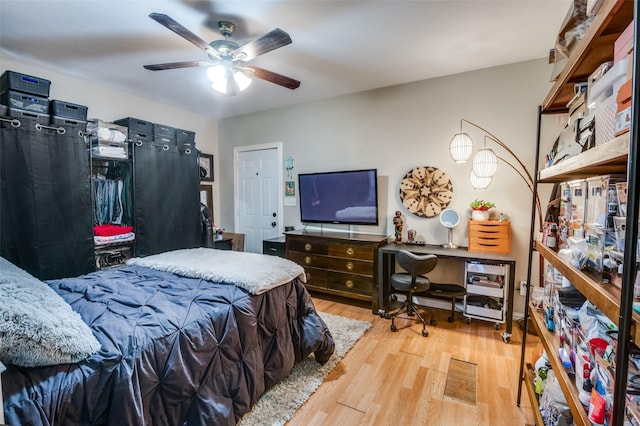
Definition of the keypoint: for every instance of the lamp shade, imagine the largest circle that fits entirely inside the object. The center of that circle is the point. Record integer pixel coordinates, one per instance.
(478, 182)
(485, 163)
(460, 147)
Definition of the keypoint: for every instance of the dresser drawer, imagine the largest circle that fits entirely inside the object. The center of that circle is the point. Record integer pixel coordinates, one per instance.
(308, 246)
(308, 259)
(350, 283)
(351, 266)
(352, 251)
(316, 278)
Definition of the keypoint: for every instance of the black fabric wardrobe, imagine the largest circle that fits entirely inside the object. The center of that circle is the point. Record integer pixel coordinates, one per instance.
(166, 197)
(45, 200)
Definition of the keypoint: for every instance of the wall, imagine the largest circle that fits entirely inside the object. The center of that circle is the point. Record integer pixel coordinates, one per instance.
(397, 128)
(107, 103)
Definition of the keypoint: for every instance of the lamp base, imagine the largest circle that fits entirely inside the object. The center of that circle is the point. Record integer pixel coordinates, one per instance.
(450, 244)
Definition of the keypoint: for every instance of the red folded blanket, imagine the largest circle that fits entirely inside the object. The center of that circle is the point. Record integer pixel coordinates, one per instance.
(109, 230)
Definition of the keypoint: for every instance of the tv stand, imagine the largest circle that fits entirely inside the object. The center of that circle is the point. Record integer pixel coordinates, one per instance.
(337, 263)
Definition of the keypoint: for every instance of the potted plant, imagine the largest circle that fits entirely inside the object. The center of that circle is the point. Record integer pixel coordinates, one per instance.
(480, 209)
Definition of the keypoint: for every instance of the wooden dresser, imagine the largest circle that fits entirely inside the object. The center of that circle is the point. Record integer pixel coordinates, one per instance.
(342, 264)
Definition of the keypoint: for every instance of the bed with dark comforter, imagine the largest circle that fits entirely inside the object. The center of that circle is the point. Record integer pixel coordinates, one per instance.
(174, 351)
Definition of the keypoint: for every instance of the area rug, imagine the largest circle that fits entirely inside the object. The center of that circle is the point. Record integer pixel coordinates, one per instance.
(462, 377)
(279, 404)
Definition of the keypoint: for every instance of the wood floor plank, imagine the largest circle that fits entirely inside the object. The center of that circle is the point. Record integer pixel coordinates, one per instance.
(399, 378)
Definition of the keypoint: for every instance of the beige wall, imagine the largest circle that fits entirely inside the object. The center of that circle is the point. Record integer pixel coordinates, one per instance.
(392, 129)
(397, 128)
(111, 104)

= = = = = = =

> Task details
Arrange every line of the records above as a numbered list, omitting any blank lines and leaving the pictures out.

> Answer to the problem
1. Definition of the keypoint: for every instance of the lamp shade, imagine the largest circle that fits entirely inside the object. The center of that circle is the point. Record integer pixel coordinates, one per instance.
2. (478, 182)
3. (485, 163)
4. (460, 147)
5. Definition of the keypoint: for every instance of the dresser drawer, imagine the largest circle that fits entirely inside the object. The center of that circle is the point. Record integer pixel coordinates, one per instance.
6. (308, 246)
7. (308, 259)
8. (350, 283)
9. (351, 266)
10. (352, 251)
11. (316, 278)
12. Definition of the keypoint: for every instance of the black fabric wardrobe, imagine the largest circle that fits entirely inside the object. The center of that circle is the point. Record integer pixel coordinates, one per instance.
13. (166, 197)
14. (45, 200)
15. Definition of the keypoint: for every instance of the wall, imagine the largest circle that fits entirely inside the object. The center of that circle is the point. Record integer pixel coordinates, one per instance.
16. (397, 128)
17. (107, 103)
18. Definition of the keypoint: for every instance of the lamp base, imagine the largest circle that fits entirely inside the object. The center of that circle is the point. Record integer pixel coordinates, one per instance.
19. (450, 244)
20. Definition of the keypoint: for every instance of the red folded blanket, imagine the largest circle that fits entirely inside the object. The center of that circle is the point. Record integer pixel coordinates, one per instance.
21. (109, 230)
22. Definition of the keypoint: for every instance of the tv stand, imagine the largest circle that fits entirely inside the object. The center of that circle is the point. Record integer pixel coordinates, one per instance.
23. (337, 263)
24. Definition of the keypoint: for every instance of the potted plant, imagine the largest circle that fits entirely inside the object. The center of that circle is the point. Record integer pixel coordinates, one per instance.
25. (480, 209)
26. Definition of the keypoint: for every instance of the wooden dresser, imagine the largest circle that fits entirely inside the object. The center of that circle is the point. Record integer pixel coordinates, one per instance.
27. (342, 264)
28. Definition of the keypoint: for every instance of the bed with dark comforter, imagine the largest circle that fits entirely inside the object. The center of that circle is the point. Record integer pixel coordinates, one per instance.
29. (174, 351)
30. Definition of the keypoint: for every instance of the area rug, imagine the largest circle that fits entirely inside the object. The center of that circle is the point. Record integer pixel coordinates, one per instance.
31. (462, 377)
32. (279, 404)
33. Definition of the keypoint: for every instance of the wood floor plank, imagine the largest circle that fits entirely inside the object. The center of that circle is the point. Record integer pixel coordinates, one per instance.
34. (399, 378)
35. Definition of the keypoint: for every instance of the beige wall, imagine the largest circle that fits entirely inside the object. The center of that circle is the point. Record integer pixel coordinates, one per instance.
36. (392, 129)
37. (397, 128)
38. (111, 104)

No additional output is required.